- What to produce
Only lines with the word "frame" are needed; collect each of them from the listing below.

- Dataset entries
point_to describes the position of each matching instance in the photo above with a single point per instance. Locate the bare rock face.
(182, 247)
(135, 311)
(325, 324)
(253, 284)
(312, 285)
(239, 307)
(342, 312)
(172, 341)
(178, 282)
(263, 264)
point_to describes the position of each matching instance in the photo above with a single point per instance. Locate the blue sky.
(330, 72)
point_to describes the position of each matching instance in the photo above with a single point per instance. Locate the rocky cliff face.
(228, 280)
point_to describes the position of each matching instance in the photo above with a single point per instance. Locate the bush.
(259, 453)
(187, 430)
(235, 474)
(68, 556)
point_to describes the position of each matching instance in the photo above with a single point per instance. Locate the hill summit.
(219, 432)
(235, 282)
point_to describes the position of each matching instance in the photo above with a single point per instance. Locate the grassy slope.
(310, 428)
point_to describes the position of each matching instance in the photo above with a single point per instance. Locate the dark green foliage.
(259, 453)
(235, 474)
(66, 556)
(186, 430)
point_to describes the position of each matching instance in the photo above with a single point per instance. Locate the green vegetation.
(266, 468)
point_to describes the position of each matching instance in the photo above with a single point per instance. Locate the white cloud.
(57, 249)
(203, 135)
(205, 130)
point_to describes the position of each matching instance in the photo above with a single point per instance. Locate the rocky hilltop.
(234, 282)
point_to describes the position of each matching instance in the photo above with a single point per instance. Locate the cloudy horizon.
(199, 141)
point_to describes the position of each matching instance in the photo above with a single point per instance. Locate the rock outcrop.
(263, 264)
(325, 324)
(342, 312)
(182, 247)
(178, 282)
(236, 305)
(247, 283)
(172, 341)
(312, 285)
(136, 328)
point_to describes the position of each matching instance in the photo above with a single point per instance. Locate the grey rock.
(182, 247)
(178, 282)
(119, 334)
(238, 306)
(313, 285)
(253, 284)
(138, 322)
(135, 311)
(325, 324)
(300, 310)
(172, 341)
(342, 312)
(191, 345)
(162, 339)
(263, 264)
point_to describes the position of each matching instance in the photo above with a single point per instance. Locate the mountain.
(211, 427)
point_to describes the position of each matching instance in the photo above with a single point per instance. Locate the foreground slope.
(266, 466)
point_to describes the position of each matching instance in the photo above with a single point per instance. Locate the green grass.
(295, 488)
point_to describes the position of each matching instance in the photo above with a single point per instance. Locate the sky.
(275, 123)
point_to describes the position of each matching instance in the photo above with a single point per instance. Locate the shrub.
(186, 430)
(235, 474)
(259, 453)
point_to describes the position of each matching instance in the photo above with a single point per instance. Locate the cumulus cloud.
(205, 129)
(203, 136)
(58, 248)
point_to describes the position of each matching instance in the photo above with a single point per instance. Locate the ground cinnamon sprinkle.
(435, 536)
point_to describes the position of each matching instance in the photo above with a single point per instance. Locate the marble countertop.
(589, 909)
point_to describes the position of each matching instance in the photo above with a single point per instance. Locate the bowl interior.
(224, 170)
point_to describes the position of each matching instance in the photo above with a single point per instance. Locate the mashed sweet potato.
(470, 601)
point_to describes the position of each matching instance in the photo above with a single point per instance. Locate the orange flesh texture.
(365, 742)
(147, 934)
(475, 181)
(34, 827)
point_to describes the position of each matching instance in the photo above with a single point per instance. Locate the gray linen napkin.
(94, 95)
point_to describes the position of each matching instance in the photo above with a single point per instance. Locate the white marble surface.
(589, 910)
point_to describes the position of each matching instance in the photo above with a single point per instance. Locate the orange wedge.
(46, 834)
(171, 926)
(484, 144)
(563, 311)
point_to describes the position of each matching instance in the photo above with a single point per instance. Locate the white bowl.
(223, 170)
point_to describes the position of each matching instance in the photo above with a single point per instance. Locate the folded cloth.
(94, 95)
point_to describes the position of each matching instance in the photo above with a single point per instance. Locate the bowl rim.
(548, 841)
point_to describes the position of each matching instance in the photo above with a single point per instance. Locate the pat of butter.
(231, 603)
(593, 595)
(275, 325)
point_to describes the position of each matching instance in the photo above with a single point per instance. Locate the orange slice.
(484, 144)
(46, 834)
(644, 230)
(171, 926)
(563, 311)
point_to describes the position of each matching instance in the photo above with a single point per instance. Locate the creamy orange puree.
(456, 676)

---

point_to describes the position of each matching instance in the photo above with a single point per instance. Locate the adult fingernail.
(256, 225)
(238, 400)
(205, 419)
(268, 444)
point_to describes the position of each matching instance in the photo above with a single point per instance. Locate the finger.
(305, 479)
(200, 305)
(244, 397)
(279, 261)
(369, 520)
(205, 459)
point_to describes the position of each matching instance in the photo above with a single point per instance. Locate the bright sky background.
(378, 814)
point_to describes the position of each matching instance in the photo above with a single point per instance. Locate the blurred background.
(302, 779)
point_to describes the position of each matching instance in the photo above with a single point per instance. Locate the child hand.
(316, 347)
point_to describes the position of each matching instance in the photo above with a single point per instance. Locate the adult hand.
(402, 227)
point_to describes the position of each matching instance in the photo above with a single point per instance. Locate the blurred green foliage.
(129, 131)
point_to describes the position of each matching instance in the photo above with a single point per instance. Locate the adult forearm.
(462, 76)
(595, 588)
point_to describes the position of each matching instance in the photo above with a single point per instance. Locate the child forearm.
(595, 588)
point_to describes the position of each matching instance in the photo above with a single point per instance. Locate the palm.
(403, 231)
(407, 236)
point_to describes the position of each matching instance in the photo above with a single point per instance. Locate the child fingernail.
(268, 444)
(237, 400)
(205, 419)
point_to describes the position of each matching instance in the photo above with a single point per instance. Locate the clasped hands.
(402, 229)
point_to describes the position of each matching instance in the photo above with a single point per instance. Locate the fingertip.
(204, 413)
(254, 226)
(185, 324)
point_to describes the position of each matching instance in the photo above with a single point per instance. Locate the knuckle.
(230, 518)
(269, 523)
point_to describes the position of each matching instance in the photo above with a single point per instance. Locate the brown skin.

==

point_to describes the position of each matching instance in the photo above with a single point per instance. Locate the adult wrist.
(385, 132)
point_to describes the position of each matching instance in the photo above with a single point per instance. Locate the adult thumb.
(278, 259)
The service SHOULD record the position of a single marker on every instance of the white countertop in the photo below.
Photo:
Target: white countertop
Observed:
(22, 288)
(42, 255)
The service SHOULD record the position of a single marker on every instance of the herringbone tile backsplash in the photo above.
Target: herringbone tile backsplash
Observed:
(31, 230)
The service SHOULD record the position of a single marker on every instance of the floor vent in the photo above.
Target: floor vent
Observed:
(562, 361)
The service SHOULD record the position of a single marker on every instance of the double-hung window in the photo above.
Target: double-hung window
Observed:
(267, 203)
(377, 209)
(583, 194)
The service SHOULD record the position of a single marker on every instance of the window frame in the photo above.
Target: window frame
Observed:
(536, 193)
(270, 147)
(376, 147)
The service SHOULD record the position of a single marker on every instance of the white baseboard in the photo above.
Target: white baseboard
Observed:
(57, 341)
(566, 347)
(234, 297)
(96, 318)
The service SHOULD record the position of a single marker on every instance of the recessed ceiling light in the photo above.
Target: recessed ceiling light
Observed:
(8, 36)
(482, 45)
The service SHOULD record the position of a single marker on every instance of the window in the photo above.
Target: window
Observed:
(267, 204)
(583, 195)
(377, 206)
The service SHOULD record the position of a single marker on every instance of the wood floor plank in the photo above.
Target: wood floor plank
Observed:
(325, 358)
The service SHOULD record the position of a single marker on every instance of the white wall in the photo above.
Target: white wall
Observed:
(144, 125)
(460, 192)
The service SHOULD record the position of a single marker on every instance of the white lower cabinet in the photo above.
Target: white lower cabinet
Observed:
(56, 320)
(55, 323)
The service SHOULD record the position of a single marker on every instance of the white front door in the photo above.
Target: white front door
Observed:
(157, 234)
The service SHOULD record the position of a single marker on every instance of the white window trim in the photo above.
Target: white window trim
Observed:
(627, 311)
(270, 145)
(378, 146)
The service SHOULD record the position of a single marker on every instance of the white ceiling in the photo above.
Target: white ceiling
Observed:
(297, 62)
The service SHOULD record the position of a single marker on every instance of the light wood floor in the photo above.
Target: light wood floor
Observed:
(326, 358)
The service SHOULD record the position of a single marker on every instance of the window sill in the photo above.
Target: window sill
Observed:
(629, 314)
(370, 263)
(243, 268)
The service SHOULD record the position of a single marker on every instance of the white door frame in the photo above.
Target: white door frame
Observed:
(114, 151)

- Reply to the exercise
The service SHOULD record the position of a single marker on every instance of the window frame in the photo above.
Target: window frame
The service SHOULD record the position of a single marker on every instance of the white door frame in the photo above.
Target: white door frame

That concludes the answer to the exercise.